Each entry below is to be transcribed exactly.

** Records to process follows **

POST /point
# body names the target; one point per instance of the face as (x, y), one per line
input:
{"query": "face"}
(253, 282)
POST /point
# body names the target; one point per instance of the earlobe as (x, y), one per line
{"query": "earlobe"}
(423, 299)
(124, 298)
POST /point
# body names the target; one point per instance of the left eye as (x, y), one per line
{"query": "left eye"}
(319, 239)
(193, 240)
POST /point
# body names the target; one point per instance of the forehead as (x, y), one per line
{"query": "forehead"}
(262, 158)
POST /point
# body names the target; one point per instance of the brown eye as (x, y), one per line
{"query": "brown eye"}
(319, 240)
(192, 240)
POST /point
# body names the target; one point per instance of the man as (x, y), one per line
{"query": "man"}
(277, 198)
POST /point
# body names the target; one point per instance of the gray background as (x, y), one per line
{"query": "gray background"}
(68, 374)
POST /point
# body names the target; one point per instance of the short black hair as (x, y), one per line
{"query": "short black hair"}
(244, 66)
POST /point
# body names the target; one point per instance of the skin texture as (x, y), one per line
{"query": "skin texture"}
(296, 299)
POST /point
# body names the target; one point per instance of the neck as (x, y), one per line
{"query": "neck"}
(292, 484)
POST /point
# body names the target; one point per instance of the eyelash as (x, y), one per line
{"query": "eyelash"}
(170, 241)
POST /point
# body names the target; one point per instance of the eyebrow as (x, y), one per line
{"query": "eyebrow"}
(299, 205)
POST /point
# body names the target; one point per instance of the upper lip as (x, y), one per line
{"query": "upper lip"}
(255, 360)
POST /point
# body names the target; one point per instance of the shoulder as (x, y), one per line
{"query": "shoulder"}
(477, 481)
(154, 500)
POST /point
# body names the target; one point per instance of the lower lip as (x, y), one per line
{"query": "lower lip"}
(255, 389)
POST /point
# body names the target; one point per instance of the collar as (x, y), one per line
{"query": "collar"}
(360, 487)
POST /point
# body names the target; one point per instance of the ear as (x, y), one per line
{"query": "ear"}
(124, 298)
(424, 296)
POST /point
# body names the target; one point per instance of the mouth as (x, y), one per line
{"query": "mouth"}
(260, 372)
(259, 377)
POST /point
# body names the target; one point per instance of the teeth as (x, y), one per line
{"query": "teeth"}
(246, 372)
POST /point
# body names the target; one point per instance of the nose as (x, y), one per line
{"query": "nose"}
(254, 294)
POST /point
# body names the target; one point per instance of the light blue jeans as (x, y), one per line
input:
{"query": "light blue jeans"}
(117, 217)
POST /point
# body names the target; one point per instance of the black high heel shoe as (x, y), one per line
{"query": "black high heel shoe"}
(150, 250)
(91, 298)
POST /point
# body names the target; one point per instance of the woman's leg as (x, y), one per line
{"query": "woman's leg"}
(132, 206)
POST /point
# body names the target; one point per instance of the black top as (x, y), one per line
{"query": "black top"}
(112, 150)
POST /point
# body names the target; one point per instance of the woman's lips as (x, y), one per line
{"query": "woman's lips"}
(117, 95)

** End of Records to process **

[Response area]
POST /point
# body names the target; one point per instance of the face as (x, y), one per line
input:
{"query": "face"}
(253, 282)
POST /point
# body names the target; one point per instance of the earlobe as (x, y), one per line
{"query": "earlobe"}
(423, 299)
(124, 298)
POST /point
# body names the target; one point per instance of the left eye as (x, y), one per line
{"query": "left eye"}
(319, 239)
(193, 240)
POST /point
# body names the target; one point per instance of the forehead as (x, y), one per line
{"query": "forehead"}
(262, 158)
POST /point
# body names the target; one point per instance of the brown eye as (x, y), one per line
{"query": "brown eye"}
(319, 240)
(192, 240)
POST /point
# body names the target; one point per instance of the man as (x, y), one per line
{"query": "man"}
(277, 198)
POST /point
# body names the target; one point per instance of the gray background as (x, y), one per line
{"query": "gray background"}
(68, 374)
POST /point
# body names the target; one point per instance of the short black hair as (x, y), one per line
{"query": "short black hair"}
(244, 66)
POST /point
# body names the target; one point per instance of the skin texture as (x, y), one per line
{"query": "skin texture"}
(296, 299)
POST /point
# body names the target; one point per instance of the neck as (x, y), one per line
{"query": "neck"}
(292, 484)
POST /point
# body names the target; one point per instance of the eyelash as (x, y), one per line
{"query": "eyelash"}
(170, 241)
POST /point
# body names the target; one point per instance of the eyebrow as (x, y), one per line
{"query": "eyebrow"}
(299, 205)
POST /point
# body names the target; one point per instance of the upper lip as (x, y), one per line
{"query": "upper lip"}
(255, 360)
POST /point
# body names the target; one point per instance of the shoulder as (x, y), one per line
{"query": "shoulder"}
(477, 481)
(154, 500)
POST /point
# body names the target; one point per instance of the lower lip as (x, y), one per line
{"query": "lower lip"}
(255, 389)
POST /point
# body names the target; one point per instance of the collar as (x, y), one per line
{"query": "collar"}
(360, 487)
POST /point
# body names the target; one point per instance of the ear as (x, y), one per line
{"query": "ear"}
(124, 298)
(424, 296)
POST /point
# body names the target; one point per instance of the mouth as (x, y), one per line
{"query": "mouth"}
(260, 372)
(259, 377)
POST /point
# body names the target; one point per instance of the teeth as (x, y), one per line
{"query": "teeth"}
(246, 372)
POST /point
# body names the target; one point per instance of the nose as (x, y), one per line
{"query": "nose"}
(254, 294)
POST /point
# body names the target; one point per instance of the light blue jeans as (x, y), one per line
input:
{"query": "light blue jeans"}
(117, 217)
POST /point
# body names the target; one point per instance of the black high heel shoe as (x, y), one per line
{"query": "black high heel shoe"}
(150, 250)
(91, 298)
POST /point
# body names the target; one point per instance of the woman's leg as (x, y), one per line
{"query": "woman's leg"}
(132, 206)
POST /point
# body names the target; one point per instance of the black top as (x, y), one per line
{"query": "black top"}
(112, 150)
POST /point
# body names the target; one point per instance of the woman's lips as (x, y), one per line
{"query": "woman's lips"}
(117, 95)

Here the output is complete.